--- START Provided data ---

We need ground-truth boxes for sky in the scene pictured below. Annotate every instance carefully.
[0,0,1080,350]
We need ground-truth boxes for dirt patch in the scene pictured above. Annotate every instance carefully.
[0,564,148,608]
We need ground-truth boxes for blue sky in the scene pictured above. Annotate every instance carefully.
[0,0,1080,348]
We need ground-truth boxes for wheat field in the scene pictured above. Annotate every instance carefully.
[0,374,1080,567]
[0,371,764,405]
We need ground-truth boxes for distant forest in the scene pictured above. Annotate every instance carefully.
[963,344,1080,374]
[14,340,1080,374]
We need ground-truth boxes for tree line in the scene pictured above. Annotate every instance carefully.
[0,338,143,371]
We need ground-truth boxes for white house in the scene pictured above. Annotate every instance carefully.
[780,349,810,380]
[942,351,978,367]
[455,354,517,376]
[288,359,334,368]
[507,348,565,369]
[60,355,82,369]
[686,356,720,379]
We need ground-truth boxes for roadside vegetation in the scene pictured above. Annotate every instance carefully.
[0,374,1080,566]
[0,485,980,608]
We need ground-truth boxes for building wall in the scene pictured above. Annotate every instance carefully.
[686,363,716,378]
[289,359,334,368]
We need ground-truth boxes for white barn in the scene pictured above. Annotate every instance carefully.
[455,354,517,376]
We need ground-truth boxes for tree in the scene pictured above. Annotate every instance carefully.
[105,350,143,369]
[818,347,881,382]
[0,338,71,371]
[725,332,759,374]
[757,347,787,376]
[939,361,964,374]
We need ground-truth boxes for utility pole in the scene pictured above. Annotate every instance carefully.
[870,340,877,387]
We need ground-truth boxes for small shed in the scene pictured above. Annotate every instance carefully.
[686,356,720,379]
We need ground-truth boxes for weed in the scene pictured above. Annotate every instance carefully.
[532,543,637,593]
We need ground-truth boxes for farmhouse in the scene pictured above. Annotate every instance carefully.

--- END Provided data ---

Copy the lines from the line with "We need ground-truth boxes for roadside" up to and including the line with "[289,359,334,368]", switching "building wall" to "barn wall" and leaving everything else unchanged.

> _Final answer_:
We need ground-truth boxes for roadside vegetation in the scene pictured above. Annotate every instance carefully.
[0,374,1080,566]
[0,485,980,608]
We need ground-truth boxes for barn wall in the scene pictured above. Annotate every instance carefully.
[686,363,716,378]
[289,359,334,368]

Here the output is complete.